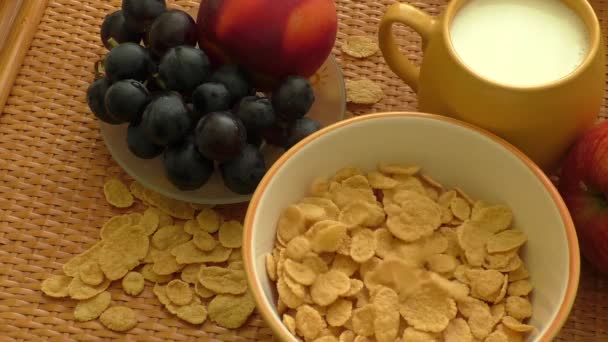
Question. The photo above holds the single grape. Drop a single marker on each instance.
(129, 61)
(139, 144)
(256, 112)
(126, 100)
(210, 97)
(166, 119)
(141, 13)
(243, 173)
(235, 80)
(96, 95)
(220, 136)
(114, 26)
(276, 134)
(186, 168)
(293, 99)
(184, 68)
(300, 129)
(171, 29)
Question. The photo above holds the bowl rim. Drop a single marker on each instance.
(574, 256)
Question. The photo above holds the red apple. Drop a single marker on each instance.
(584, 187)
(271, 38)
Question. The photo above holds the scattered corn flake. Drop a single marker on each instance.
(481, 323)
(506, 240)
(309, 322)
(169, 237)
(202, 291)
(516, 325)
(271, 267)
(148, 273)
(457, 331)
(360, 46)
(90, 273)
(150, 221)
(165, 263)
(170, 206)
(290, 323)
(339, 312)
(299, 272)
(80, 291)
(328, 286)
(118, 318)
(429, 309)
(179, 292)
(363, 245)
(223, 280)
(413, 335)
(496, 336)
(493, 219)
(133, 283)
(231, 234)
(520, 288)
(56, 286)
(386, 322)
(518, 307)
(229, 311)
(485, 284)
(363, 91)
(117, 193)
(363, 320)
(92, 308)
(328, 239)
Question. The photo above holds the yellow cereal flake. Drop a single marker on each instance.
(457, 331)
(506, 240)
(90, 273)
(231, 234)
(360, 46)
(363, 245)
(516, 325)
(363, 320)
(230, 311)
(520, 288)
(92, 308)
(300, 272)
(518, 307)
(223, 280)
(133, 283)
(179, 292)
(363, 91)
(428, 310)
(118, 318)
(209, 220)
(148, 273)
(80, 291)
(117, 193)
(169, 237)
(328, 286)
(309, 322)
(56, 286)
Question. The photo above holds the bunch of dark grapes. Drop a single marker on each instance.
(177, 106)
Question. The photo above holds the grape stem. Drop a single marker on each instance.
(113, 43)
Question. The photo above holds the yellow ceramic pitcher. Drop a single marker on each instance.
(540, 120)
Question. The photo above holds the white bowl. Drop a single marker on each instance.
(329, 107)
(453, 153)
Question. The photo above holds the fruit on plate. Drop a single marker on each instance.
(271, 38)
(584, 186)
(194, 114)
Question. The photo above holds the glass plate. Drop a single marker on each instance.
(328, 108)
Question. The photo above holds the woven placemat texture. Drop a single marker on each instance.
(53, 164)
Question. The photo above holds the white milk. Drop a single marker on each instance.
(520, 42)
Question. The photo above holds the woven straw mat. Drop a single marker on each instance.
(53, 164)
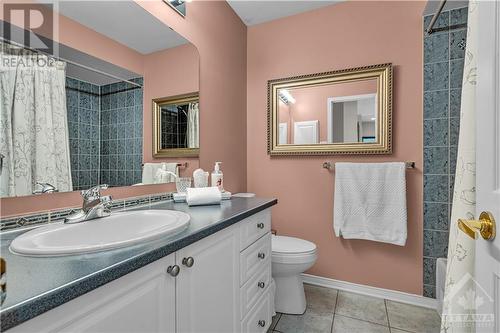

----------------

» Written problem
Could you rewrite every line starting at the one containing "Question. The photo above holds the yellow ceramic" and ending at the end of the records, requests included, with each coordinate in the answers multiplied by 1.5 and rounded to a whole number (halves rounded up)? Leave the pictures out.

» The answer
Question. The photo above holds the yellow ceramic pitcher. Drop a single marker on each instance.
(810, 180)
Question. The photo above holds the white bowl. Drop a single marker on each instance.
(494, 161)
(680, 230)
Question. The photo above holds the fruit on plate. Drop a single marker on each instance.
(407, 57)
(876, 279)
(291, 171)
Question. The photo above holds the glass plate. Drop a single marker on each instance.
(492, 162)
Question. The photo above holds the woven placemat texture. Drop a single marker on each instance.
(80, 246)
Question. The photo above holds the white milk. Drop a single marker on each instance.
(780, 63)
Question. The photo above holds the woven straw mat. Drop a single marker on each instance.
(80, 246)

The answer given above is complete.